───── Source ─────
A nation of failed economic development plans

Malaysiakini

The world can be a nasty place especially in terms of planning, where your best and well intentioned plans can produce the worst unintended results. The country’s numerous development plans is a perfect example of this.

Since Independence we have always strived to be a country with strong social, economic and political credentials: a strong healthy and united people, public safety and security, great infrastructure, mature democracy, clean human rights record, good education system, governed under rule of law, and of course, a justice-minded judiciary.

To top them all off we are to enjoy a per capita income equal to the peoples in advanced economies. We wish to be an advanced country in our own right.

The current realities are anything but. The people are fragmented while some are migrating to friendlier lands, our infrastructure while adequate is wasteful, our democracy is an ugly disguise for authoritarianism, our education system produces non-thinking graduates, the rule of law has become the rule by law, and the judiciary is an international laughing stock.
─────
Task A =>
Please report every line of the records below that contains the string "panel", matching case exactly.
───── Records for this task ─────
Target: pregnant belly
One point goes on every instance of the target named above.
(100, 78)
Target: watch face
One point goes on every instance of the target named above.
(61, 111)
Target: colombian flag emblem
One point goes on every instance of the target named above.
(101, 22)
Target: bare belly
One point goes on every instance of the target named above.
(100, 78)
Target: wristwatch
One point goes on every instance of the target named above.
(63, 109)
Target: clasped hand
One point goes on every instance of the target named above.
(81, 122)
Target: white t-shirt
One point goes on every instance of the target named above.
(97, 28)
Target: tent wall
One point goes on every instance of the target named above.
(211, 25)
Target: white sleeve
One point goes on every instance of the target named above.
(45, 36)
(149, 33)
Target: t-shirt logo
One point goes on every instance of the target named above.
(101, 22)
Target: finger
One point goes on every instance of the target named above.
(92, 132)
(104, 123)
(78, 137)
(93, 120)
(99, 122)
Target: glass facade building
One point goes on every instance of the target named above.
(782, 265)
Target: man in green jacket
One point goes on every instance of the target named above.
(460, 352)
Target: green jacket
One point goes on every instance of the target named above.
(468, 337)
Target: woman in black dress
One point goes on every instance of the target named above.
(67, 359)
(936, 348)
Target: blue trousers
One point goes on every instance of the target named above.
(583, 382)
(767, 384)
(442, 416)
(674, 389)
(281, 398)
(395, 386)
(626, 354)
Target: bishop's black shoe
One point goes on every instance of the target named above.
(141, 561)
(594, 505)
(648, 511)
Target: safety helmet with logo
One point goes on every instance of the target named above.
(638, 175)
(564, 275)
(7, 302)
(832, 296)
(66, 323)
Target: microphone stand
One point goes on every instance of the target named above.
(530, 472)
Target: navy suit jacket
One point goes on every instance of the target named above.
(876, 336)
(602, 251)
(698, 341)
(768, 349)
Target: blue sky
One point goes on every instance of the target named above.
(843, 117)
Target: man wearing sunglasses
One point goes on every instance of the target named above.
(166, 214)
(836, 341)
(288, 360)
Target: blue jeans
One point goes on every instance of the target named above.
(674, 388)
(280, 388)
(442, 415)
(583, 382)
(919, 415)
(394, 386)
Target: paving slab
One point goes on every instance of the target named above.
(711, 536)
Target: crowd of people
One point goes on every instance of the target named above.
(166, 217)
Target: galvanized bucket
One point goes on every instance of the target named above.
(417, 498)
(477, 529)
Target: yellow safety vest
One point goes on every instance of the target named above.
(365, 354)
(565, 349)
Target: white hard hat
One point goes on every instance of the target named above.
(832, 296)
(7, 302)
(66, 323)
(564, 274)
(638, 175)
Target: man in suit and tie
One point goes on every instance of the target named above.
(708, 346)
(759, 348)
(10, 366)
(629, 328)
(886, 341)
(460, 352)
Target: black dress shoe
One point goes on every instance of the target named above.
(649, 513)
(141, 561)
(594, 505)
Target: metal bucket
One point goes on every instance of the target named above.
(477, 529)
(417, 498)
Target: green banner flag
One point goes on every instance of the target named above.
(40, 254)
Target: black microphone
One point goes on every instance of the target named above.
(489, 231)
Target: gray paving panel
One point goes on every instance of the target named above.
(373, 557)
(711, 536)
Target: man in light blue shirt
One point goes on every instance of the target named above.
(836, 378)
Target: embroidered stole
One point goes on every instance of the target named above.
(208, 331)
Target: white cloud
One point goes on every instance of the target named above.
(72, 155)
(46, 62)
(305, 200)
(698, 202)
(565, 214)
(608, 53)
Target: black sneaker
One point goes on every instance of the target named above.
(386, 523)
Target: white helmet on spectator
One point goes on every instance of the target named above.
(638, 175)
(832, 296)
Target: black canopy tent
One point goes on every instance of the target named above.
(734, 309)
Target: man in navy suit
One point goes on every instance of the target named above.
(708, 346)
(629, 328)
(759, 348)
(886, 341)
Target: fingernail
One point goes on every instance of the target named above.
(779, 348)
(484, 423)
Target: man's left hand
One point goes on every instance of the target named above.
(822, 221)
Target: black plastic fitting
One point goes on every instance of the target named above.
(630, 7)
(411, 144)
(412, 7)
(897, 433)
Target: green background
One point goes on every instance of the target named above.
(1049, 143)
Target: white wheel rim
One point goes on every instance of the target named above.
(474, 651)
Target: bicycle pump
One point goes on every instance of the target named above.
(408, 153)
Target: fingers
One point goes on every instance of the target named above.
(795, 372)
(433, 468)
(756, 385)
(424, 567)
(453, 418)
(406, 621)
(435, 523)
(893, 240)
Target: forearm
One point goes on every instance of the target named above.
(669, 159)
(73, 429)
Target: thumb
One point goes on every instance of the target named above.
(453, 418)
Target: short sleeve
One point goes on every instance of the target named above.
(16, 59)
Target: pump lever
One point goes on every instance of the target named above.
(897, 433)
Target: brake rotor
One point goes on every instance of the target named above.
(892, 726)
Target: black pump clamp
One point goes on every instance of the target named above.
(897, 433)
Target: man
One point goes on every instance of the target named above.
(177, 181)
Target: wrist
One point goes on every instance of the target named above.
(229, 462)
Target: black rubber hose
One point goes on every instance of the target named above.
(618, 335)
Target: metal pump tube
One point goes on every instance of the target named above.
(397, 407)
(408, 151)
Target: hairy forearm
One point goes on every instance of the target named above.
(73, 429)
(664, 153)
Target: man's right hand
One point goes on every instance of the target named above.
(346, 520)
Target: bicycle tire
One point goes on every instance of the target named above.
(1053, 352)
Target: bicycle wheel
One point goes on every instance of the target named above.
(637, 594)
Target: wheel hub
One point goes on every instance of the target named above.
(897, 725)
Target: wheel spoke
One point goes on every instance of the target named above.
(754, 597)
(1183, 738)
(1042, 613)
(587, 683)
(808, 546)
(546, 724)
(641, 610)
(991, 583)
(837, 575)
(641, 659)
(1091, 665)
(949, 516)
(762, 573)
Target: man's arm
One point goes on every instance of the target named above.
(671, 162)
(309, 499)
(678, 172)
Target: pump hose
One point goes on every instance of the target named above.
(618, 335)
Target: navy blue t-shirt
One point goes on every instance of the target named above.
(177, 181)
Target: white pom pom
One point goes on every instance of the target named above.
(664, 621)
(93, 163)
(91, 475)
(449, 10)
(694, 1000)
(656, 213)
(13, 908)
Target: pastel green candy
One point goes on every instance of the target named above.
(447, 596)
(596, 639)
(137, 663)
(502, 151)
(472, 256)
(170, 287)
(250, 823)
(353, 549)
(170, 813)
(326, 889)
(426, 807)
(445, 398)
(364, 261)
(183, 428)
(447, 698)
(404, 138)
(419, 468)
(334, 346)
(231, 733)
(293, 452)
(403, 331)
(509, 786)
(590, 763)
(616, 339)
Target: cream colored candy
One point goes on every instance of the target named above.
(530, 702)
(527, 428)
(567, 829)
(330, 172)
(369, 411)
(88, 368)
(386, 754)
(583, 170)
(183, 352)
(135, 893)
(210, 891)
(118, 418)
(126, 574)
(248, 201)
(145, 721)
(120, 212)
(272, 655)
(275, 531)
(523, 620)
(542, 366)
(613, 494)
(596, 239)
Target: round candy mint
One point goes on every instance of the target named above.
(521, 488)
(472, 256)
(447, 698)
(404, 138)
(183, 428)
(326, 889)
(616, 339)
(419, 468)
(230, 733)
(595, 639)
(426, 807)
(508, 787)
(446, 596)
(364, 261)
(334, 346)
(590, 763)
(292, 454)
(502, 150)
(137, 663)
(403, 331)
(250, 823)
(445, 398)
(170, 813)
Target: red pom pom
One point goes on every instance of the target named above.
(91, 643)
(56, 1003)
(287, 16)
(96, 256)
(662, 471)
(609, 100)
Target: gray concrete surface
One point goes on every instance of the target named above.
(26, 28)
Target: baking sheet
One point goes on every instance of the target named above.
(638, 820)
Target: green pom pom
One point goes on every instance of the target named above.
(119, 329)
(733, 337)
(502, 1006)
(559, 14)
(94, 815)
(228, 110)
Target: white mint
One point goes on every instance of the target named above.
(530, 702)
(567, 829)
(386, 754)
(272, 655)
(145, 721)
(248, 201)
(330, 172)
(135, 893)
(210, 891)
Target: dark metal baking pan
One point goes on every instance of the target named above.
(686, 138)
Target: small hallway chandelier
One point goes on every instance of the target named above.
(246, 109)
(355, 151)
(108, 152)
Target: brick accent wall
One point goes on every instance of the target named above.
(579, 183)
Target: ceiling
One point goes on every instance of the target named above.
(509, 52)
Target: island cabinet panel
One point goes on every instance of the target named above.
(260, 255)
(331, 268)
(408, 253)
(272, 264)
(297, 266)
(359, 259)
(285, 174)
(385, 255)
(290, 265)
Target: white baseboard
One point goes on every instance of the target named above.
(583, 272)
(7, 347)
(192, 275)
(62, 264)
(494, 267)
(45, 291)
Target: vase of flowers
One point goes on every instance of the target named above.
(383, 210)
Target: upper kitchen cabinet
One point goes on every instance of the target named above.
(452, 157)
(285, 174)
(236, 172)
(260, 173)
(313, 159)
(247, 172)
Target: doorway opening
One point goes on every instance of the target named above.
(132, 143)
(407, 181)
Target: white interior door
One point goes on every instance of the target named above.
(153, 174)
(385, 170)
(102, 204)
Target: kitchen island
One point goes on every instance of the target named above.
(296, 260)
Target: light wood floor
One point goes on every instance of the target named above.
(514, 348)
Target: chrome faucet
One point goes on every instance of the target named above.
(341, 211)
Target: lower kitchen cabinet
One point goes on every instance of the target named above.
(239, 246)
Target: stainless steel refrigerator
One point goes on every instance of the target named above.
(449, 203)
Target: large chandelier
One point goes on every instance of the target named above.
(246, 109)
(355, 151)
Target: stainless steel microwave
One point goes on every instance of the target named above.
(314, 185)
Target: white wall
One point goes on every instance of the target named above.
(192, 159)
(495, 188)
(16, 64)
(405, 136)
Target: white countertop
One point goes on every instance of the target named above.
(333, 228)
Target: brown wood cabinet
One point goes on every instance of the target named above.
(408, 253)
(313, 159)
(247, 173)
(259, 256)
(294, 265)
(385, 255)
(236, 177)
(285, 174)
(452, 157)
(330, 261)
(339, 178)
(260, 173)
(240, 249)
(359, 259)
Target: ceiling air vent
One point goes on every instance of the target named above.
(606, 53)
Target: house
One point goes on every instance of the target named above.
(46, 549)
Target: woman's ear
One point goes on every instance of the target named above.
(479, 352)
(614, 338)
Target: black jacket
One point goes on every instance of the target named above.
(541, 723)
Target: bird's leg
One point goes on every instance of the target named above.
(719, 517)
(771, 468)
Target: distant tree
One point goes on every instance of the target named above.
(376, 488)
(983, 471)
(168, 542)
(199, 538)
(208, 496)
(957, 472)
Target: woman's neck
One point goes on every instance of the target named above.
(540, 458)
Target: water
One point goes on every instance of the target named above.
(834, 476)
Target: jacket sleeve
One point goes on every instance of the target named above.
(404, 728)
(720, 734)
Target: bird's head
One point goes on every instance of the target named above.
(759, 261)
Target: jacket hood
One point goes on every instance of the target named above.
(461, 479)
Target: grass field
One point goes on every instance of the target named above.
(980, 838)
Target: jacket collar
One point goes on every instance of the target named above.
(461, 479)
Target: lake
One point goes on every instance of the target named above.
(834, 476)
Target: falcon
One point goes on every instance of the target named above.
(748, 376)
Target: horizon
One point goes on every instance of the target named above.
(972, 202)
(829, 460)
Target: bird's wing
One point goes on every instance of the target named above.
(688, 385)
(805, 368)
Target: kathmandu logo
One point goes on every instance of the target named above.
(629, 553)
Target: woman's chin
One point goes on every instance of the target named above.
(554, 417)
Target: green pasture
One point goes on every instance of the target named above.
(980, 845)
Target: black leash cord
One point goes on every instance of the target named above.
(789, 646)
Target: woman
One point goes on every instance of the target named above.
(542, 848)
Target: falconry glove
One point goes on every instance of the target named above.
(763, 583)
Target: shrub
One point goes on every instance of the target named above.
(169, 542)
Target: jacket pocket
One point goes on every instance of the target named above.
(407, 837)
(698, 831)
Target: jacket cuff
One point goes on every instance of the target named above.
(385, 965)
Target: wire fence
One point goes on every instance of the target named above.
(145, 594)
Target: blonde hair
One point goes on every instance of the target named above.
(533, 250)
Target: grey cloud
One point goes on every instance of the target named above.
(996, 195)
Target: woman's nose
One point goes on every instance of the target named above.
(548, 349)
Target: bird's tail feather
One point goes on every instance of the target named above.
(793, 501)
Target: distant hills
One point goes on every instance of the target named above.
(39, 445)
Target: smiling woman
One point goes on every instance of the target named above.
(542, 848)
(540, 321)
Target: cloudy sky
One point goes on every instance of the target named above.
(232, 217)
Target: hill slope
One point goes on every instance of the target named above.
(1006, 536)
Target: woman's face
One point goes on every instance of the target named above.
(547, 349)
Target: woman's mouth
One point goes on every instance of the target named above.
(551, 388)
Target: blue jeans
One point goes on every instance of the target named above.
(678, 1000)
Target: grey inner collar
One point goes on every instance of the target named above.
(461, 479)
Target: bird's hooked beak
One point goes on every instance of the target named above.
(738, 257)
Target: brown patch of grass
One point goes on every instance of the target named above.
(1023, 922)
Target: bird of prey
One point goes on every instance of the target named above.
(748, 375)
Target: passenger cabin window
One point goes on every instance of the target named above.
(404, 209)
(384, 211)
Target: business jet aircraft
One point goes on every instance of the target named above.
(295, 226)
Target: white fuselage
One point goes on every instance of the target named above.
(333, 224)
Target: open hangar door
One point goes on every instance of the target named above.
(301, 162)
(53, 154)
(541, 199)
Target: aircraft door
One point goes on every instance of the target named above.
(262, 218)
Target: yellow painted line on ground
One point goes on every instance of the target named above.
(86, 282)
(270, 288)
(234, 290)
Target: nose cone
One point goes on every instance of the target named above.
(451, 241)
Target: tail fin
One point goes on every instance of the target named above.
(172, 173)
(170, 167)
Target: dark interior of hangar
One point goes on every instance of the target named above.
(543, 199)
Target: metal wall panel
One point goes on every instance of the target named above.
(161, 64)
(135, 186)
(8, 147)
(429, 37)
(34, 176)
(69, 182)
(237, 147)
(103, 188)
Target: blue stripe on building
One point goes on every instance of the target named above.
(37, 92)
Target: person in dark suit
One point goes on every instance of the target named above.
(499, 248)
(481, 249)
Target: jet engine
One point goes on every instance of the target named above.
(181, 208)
─────
Task B =>
In the article on the country's failed development plans, what does the author say the rule of law has become?

Exercise response A =>
Target: gray paving panel
Target: island cabinet panel
Target: metal wall panel

Exercise response B =>
The rule by law.